Reproduce, character for character, every line of the records below from the one containing "Hi there! Could you please locate the masonry" down to the one containing "[[318, 308, 336, 324]]", with both of those lines included.

--- Items from a data source ---
* * * * * * * * *
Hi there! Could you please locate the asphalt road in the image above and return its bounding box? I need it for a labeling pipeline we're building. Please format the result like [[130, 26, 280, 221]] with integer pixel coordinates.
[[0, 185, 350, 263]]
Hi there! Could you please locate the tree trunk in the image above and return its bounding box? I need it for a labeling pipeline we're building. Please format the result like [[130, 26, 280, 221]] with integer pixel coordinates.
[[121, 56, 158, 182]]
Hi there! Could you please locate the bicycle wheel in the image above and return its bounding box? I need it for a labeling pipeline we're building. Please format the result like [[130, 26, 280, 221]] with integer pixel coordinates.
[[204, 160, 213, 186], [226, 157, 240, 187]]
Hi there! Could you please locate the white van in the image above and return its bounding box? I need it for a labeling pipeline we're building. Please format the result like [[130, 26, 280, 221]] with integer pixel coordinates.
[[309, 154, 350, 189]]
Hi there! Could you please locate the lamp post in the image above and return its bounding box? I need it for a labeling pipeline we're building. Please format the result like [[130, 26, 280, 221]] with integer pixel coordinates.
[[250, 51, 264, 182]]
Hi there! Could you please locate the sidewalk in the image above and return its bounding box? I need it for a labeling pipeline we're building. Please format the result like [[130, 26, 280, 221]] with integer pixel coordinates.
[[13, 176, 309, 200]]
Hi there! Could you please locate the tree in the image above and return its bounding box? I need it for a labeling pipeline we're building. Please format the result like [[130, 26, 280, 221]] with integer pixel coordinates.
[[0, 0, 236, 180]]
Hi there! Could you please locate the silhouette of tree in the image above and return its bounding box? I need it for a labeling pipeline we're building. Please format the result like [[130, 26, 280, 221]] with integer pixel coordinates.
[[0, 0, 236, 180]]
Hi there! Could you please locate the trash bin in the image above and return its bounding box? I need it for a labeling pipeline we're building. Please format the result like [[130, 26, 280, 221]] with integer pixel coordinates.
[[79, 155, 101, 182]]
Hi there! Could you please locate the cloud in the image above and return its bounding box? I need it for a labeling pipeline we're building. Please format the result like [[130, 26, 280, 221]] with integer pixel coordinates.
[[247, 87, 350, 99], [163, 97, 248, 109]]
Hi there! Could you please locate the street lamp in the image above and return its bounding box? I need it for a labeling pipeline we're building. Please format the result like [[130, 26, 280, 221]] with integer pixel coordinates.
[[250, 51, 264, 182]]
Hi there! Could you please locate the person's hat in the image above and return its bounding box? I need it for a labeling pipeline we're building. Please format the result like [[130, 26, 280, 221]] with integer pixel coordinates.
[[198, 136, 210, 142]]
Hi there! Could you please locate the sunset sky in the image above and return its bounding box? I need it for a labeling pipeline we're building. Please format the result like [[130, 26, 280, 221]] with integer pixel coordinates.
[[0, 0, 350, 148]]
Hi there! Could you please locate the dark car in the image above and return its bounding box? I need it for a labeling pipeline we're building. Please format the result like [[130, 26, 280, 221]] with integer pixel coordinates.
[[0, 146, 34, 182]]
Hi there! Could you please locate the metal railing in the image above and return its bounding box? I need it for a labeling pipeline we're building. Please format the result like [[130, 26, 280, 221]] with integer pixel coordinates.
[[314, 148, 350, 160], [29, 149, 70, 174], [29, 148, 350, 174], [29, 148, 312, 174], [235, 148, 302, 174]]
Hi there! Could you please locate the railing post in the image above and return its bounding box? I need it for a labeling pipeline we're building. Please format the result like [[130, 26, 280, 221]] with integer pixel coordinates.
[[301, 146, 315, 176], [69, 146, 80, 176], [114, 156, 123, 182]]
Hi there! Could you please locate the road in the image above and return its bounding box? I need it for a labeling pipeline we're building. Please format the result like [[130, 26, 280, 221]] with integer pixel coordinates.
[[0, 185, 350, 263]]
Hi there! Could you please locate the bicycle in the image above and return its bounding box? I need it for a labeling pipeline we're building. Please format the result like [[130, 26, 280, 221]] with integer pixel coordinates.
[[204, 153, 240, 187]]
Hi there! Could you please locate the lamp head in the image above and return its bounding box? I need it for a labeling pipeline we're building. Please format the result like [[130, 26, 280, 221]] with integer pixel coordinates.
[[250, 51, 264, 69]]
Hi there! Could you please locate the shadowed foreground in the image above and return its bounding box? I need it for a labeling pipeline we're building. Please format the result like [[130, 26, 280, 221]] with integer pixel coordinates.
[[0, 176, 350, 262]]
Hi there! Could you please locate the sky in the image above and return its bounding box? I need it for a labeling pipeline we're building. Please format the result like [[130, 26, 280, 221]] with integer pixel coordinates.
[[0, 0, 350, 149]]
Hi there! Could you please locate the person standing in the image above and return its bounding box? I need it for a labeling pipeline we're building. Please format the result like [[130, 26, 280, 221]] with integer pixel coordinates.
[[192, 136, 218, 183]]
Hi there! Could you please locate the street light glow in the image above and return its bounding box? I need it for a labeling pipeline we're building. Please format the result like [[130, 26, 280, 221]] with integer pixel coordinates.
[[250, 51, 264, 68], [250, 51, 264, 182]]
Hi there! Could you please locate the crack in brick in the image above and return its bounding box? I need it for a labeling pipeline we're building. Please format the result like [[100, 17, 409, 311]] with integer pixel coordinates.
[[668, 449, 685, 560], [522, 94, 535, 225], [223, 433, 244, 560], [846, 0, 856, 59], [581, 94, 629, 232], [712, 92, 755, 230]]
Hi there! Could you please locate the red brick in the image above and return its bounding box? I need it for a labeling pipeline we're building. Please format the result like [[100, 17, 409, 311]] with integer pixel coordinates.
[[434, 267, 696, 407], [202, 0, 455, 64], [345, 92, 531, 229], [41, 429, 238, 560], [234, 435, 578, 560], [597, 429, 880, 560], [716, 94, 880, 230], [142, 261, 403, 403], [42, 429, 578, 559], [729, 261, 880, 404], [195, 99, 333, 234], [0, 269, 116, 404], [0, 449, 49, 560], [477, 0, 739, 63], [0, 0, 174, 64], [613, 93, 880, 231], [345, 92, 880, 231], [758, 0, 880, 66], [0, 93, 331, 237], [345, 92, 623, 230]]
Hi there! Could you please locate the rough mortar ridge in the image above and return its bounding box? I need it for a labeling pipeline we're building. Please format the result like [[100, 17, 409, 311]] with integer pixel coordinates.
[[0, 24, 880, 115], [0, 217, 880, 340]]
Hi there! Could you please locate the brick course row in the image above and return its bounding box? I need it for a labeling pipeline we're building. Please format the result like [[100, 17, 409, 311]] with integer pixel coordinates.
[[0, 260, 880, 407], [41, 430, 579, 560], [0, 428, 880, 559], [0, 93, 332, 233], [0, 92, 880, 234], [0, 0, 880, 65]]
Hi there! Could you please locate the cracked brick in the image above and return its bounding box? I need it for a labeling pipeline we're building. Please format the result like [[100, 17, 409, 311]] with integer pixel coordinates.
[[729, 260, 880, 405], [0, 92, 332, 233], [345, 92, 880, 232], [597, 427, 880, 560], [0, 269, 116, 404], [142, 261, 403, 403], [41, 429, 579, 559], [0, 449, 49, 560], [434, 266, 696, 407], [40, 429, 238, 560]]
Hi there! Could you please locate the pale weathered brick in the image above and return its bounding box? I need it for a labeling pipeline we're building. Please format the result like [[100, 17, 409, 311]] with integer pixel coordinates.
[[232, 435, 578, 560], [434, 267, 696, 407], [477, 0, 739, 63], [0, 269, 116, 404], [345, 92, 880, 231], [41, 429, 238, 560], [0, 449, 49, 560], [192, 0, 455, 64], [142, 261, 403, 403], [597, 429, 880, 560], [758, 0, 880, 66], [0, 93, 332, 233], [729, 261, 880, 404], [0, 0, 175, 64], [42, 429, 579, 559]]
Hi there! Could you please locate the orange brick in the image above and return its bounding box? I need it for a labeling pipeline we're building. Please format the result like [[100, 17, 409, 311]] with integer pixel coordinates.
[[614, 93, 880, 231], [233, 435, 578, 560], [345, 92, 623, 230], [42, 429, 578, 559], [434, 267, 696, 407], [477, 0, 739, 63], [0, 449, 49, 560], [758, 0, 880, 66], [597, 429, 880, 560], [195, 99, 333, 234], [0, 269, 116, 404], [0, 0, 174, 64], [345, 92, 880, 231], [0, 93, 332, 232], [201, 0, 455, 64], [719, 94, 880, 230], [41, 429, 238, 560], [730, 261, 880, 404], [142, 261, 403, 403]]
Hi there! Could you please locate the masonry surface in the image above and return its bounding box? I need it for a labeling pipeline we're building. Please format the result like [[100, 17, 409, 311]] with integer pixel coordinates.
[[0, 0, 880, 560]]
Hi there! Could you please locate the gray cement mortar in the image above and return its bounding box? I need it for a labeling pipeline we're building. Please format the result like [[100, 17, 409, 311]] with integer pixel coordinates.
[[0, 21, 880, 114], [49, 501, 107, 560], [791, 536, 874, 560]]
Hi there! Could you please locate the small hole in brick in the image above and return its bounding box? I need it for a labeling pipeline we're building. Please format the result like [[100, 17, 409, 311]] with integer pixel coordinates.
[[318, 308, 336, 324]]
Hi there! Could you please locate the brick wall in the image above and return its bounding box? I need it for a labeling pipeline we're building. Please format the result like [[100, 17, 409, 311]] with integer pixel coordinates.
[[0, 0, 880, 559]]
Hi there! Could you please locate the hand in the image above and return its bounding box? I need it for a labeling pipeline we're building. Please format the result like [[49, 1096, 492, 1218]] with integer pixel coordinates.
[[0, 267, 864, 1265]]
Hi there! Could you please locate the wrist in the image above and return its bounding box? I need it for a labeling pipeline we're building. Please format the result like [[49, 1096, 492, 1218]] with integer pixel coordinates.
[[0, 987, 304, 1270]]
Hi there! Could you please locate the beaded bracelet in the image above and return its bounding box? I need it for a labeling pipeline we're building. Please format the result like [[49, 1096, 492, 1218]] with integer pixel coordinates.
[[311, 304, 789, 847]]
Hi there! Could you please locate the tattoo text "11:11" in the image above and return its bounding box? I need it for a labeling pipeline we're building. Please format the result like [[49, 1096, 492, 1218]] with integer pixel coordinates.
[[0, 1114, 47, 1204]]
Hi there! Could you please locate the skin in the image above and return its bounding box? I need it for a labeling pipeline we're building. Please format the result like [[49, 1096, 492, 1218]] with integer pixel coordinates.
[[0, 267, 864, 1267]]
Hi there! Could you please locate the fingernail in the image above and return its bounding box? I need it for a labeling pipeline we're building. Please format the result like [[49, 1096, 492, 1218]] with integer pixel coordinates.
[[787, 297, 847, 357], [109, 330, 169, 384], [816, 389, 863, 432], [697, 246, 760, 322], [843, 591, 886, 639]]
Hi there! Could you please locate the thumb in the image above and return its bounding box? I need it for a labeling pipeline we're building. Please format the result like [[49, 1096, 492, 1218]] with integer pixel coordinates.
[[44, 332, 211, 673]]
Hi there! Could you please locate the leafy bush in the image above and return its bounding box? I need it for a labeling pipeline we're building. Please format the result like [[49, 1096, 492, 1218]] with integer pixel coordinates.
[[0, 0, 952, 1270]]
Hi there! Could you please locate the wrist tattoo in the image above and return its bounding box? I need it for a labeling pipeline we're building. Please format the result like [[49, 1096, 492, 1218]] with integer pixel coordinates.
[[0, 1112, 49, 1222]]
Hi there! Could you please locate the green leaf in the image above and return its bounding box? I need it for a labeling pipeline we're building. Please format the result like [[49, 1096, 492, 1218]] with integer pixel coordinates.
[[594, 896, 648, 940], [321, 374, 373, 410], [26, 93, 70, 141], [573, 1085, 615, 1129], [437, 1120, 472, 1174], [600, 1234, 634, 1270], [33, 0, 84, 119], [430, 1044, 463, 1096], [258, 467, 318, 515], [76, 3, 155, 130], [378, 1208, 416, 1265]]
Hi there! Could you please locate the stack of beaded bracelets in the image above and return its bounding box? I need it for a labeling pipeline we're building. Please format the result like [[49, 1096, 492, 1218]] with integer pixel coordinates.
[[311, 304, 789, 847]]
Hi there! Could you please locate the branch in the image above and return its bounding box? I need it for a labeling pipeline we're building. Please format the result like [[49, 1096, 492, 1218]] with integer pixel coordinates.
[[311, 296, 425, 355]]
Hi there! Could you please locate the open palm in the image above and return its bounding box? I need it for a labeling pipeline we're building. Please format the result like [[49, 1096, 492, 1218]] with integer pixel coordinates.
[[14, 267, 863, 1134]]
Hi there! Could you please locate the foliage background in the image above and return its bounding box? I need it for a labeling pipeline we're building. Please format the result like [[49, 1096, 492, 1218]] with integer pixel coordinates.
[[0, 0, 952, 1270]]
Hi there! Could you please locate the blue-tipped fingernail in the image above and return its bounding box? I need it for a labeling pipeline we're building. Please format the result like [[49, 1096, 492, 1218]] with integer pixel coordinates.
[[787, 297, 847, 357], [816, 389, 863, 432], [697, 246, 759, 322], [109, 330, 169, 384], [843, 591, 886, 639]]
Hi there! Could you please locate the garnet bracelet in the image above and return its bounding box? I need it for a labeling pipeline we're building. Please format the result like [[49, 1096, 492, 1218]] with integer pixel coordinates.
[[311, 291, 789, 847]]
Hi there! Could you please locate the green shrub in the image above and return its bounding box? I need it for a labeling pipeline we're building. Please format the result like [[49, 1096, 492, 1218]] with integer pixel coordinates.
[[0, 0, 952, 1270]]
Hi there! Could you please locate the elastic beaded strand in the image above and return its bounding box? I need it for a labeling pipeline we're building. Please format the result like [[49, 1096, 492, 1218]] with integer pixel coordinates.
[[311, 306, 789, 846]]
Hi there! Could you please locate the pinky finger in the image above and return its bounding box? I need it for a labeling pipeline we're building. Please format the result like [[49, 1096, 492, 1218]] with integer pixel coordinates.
* * * * * * * * *
--- OUTPUT OF THE EXERCISE ---
Hi there! Could you please locate the masonry surface in the image above and return its bounding box? I need it for a labeling pipeline we're building. Please format the result like [[100, 17, 409, 311]] with integer pixel coordinates.
[[0, 0, 880, 560]]
Hi there! Could you please locate the gray cement mortar in the image above and return its bounding box? I need it for a labeling pipeline we're building. Please format the result like [[100, 17, 409, 311]] with integer pixel coordinates.
[[0, 21, 880, 114], [49, 501, 107, 560], [791, 536, 874, 560]]
Hi there! Could you please locate the small hole in brick in the image above and return its bounding box? I need it for a labeling pipeline we're building. Please format the result like [[100, 17, 409, 311]] with integer pixel coordinates.
[[318, 308, 336, 324]]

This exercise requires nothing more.